Excerpted data Block Start

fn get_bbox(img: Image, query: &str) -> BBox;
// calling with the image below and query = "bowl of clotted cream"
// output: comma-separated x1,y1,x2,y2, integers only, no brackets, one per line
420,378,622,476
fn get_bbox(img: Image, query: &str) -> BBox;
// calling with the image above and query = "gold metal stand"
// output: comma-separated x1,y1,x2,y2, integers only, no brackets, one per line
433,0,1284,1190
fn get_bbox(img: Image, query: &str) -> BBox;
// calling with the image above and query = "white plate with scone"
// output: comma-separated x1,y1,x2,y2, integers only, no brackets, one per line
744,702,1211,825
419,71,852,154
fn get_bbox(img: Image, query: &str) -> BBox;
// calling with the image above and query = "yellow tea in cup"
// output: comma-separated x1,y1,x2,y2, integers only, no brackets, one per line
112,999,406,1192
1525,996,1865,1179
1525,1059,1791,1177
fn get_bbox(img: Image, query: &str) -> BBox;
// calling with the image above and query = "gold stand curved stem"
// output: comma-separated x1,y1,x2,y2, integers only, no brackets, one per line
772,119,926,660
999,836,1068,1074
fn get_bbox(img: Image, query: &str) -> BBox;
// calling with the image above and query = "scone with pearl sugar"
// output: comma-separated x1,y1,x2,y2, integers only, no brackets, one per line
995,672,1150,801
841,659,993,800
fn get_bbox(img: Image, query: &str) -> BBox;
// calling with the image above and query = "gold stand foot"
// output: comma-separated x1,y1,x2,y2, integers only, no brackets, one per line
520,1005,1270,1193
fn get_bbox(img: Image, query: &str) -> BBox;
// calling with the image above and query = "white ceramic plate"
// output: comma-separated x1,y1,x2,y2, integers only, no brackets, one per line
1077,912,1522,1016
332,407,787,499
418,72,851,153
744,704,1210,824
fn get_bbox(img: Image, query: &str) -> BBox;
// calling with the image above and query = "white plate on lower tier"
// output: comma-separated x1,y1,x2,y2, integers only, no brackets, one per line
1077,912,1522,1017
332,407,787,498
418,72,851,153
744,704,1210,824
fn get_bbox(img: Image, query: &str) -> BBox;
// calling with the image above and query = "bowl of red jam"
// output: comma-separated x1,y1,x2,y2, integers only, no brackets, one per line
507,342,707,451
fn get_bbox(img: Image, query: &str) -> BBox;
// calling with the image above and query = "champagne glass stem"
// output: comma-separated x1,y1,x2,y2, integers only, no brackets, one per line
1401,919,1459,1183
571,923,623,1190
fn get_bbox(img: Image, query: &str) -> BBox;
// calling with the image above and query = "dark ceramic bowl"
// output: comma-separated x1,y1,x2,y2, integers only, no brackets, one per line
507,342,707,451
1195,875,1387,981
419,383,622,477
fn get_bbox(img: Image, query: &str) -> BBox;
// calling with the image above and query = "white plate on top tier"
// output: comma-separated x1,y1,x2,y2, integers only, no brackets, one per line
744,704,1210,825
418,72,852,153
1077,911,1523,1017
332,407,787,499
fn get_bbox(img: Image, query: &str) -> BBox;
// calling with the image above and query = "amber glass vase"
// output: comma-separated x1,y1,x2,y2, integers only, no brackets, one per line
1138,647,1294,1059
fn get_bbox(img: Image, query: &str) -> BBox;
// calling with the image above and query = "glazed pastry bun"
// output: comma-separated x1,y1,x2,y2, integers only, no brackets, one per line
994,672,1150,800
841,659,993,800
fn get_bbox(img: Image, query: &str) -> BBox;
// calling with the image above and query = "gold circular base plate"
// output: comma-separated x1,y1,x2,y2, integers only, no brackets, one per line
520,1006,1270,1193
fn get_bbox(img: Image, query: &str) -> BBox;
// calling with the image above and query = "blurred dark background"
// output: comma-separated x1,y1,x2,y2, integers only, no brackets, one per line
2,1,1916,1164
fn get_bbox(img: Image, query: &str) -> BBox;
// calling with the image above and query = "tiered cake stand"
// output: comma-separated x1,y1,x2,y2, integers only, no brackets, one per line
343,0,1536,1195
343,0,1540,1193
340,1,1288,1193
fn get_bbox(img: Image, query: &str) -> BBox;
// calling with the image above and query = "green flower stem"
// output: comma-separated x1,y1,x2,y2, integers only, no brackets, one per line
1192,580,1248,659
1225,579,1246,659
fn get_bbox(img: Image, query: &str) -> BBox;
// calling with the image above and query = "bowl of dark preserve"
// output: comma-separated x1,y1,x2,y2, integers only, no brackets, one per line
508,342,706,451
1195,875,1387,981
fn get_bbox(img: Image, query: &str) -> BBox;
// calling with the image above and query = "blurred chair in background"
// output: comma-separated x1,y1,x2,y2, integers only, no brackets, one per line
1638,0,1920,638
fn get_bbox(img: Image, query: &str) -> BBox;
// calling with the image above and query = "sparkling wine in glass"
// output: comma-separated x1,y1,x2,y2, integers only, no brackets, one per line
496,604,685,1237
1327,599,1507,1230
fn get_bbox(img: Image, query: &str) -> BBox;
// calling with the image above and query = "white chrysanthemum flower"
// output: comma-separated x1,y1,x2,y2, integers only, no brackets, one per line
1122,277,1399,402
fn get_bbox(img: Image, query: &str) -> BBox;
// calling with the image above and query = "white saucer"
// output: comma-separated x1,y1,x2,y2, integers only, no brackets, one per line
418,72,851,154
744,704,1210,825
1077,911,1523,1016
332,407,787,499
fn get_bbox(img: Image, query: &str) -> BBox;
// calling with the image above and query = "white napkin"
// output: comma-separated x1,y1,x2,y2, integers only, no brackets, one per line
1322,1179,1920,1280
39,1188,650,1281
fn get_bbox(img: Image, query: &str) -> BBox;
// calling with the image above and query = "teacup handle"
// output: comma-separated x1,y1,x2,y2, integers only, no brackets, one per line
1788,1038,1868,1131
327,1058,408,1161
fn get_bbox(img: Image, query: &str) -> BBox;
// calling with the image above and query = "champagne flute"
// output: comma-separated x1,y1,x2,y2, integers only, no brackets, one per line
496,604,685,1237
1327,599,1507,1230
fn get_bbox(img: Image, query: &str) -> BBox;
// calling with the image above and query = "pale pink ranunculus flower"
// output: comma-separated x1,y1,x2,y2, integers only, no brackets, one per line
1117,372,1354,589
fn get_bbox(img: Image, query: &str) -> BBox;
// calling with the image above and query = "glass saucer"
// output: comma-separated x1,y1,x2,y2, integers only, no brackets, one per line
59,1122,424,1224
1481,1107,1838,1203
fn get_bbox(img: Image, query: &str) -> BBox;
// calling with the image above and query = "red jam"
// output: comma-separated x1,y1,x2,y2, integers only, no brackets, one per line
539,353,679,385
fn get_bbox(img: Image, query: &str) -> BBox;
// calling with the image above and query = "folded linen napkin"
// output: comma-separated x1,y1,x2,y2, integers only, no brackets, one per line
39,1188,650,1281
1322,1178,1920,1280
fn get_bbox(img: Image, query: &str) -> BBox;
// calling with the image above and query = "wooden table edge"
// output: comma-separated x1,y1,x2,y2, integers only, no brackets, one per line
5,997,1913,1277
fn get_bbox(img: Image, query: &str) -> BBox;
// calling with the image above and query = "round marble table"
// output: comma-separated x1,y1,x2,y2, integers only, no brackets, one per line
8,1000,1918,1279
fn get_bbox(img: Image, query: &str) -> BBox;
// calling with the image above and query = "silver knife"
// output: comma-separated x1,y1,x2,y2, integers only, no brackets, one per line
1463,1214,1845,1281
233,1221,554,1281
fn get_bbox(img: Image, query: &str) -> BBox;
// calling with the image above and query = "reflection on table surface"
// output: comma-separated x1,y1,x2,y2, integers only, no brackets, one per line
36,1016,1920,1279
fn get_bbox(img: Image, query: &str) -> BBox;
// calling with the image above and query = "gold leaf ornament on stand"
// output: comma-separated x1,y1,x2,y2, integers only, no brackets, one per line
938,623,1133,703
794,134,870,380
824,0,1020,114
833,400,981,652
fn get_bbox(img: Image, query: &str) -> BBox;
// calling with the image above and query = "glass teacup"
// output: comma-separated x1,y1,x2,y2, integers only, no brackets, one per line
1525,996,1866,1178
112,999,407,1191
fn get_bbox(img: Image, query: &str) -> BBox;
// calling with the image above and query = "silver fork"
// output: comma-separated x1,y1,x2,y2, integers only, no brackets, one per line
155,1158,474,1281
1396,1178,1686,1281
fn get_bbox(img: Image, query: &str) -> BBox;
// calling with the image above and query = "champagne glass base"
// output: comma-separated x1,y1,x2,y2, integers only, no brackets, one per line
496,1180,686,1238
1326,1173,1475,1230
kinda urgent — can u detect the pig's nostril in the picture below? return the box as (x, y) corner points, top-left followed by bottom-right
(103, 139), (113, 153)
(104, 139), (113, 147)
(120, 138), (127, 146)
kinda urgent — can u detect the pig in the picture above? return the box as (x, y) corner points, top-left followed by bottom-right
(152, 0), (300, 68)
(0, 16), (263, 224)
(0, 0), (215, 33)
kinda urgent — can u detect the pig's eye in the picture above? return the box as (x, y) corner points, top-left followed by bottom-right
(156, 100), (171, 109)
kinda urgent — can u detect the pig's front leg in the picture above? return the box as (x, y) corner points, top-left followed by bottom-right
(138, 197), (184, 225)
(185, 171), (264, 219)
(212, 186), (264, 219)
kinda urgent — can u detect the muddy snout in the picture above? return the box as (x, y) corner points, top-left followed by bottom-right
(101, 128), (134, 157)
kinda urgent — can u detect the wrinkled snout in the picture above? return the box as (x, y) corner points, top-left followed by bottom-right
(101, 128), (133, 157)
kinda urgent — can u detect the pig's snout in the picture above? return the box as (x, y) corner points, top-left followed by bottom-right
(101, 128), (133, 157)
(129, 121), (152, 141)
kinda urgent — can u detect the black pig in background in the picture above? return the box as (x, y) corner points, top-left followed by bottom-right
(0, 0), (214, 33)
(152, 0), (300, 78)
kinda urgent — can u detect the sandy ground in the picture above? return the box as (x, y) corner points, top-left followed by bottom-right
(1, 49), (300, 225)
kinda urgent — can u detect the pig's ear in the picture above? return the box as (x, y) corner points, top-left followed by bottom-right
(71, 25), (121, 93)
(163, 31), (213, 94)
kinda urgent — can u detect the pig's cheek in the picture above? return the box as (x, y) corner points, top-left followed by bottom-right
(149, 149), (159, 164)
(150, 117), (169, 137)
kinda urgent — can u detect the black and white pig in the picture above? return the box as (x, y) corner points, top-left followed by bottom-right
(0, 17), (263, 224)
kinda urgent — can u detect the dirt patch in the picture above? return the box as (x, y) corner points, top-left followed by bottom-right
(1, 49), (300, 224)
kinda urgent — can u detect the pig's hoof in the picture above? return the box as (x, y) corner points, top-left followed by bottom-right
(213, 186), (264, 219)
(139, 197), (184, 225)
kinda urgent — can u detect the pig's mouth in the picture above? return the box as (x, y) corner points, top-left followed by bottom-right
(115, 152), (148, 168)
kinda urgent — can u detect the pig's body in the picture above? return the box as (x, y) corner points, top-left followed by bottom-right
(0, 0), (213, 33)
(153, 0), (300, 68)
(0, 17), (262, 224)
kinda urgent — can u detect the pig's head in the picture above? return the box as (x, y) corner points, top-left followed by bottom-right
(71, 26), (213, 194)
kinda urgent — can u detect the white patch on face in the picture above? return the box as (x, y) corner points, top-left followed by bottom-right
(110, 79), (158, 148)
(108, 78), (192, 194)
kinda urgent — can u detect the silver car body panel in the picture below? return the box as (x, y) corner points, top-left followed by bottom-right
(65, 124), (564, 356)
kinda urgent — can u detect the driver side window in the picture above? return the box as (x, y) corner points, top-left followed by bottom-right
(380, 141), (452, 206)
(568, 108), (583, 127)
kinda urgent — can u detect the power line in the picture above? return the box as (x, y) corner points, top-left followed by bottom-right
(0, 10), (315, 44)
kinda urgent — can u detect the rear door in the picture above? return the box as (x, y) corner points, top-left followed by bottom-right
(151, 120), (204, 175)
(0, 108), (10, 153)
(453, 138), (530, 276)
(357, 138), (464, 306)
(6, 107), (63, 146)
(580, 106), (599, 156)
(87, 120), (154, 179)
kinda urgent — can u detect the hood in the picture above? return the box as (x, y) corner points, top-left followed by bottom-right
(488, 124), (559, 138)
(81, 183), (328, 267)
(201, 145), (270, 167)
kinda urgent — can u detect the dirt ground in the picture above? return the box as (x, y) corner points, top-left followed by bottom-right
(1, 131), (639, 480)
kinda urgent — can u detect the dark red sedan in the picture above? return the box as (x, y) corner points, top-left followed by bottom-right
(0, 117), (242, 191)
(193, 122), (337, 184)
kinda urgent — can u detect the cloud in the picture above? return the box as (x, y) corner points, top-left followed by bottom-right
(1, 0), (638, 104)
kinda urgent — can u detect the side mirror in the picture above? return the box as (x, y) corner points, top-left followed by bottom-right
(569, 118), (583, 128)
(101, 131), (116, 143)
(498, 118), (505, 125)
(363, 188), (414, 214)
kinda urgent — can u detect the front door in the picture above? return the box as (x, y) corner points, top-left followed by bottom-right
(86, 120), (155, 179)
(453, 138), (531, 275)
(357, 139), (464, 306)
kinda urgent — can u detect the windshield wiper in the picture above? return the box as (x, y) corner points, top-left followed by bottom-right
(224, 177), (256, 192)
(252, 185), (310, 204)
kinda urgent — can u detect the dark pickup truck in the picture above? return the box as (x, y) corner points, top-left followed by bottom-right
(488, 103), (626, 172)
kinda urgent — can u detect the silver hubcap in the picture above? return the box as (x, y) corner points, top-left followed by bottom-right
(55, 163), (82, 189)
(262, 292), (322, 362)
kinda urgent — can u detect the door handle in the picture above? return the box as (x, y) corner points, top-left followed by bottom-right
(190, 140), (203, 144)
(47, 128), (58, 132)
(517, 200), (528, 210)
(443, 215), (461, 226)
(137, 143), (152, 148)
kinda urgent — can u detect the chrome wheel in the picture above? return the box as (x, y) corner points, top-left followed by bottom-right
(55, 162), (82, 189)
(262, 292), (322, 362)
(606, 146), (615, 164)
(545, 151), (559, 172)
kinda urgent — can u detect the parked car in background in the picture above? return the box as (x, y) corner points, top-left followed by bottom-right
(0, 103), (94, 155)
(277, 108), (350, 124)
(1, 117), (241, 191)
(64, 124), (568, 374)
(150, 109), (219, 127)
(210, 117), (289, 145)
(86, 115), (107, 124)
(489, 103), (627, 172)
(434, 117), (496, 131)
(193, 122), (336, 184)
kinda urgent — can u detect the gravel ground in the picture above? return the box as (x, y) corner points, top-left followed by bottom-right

Excerpted data Block End

Report each line of the entries where the word "stem" occurs.

-- Expected answer --
// calling with the image above and query = "gold stand curved stem"
// calling with the image above and query = "champagne glass stem"
// calling with the image above and query = "green flower stem"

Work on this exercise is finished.